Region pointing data
══════════════════════════════

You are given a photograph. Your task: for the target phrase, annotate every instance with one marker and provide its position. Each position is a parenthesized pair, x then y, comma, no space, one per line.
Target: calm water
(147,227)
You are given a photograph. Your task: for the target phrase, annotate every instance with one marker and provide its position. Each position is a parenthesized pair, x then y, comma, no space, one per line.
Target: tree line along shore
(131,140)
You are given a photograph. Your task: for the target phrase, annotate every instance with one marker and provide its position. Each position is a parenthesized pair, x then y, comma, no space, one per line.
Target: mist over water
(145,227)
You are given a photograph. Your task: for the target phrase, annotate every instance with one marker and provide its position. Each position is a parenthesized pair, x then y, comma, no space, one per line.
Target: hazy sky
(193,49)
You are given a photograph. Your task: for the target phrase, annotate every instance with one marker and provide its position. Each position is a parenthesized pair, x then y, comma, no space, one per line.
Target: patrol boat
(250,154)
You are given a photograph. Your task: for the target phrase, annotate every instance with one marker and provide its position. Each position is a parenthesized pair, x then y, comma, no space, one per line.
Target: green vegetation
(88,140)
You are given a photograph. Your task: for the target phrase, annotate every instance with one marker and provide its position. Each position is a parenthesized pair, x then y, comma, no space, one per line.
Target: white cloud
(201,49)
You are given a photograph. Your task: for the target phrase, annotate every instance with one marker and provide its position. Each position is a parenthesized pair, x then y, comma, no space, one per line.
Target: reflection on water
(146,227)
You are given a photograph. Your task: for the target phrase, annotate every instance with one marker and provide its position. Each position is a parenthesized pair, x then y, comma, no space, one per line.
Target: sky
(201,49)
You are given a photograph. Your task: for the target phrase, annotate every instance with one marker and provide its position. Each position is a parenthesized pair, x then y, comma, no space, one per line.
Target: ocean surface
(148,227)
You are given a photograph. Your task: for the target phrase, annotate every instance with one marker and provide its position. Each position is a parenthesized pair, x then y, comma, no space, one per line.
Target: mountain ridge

══════════════════════════════

■ Problem requirements: The records above are to be duplicated exactly, every one of them.

■ Answer box:
You are given a photograph. Your task: for the target phrase, annotate every instance with one marker and provide its position. Each position is a parenthesized pair, x then y, comma, no space, one per line.
Target: calm water
(147,227)
You are given a photograph. Your task: for the target phrase, annotate every instance with one marker and provide its position. Each position is a parenthesized pair, x then y, comma, no space, one per line.
Target: tree line along shore
(131,140)
You are given a photograph. Your task: for the target phrase, annotate every instance with one marker and provide its position. Each position is a parenthesized pair, x then y, comma, no space, one per line.
Target: mist over water
(145,227)
You are given a photograph. Your task: for the target phrase, annotate every instance with one marker and provide its position. Each position is a parenthesized pair, x then y, comma, no space, one per line.
Target: hazy sky
(193,49)
You are given a photograph. Your task: for the target phrase, annotate every instance with one marker and provide its position. Each position is a parenthesized pair, x then y, comma, no space, one per line.
Target: patrol boat
(250,154)
You are given a photograph. Your task: for the target phrase, annotate every instance with one marker and provide its position. Each position is a parenthesized pair, x then y, comma, no space, one per line.
Target: green vegetation
(88,140)
You are given a photograph. Your task: for the target phrase, annotate every instance with one marker and provide its position. Each position is a parenthesized pair, x then y, comma, no space, one per line.
Target: white cloud
(201,49)
You are given a photograph. Your task: for the target phrase, annotate every instance with one marker and provide its position. Each position is a parenthesized pair, x then y, comma, no space, one per line.
Target: reflection on water
(146,227)
You are given a photograph. Your task: for the target phrase, annotate every instance with one marker and provide its position. Each position is a parenthesized pair, x then y, comma, no space, one per line.
Target: sky
(201,49)
You are given a photograph. Your task: for the target phrase, annotate every instance with one marker and provide its position. Each position is a parenthesized pair, x then y, comma, no space, one per line.
Target: ocean surface
(148,227)
You are given a photograph. Your task: for the target phrase, annotate every instance with one marker and provide its position. Each position is a parenthesized pair, x then y, comma, no space, one per line.
Target: mountain ridge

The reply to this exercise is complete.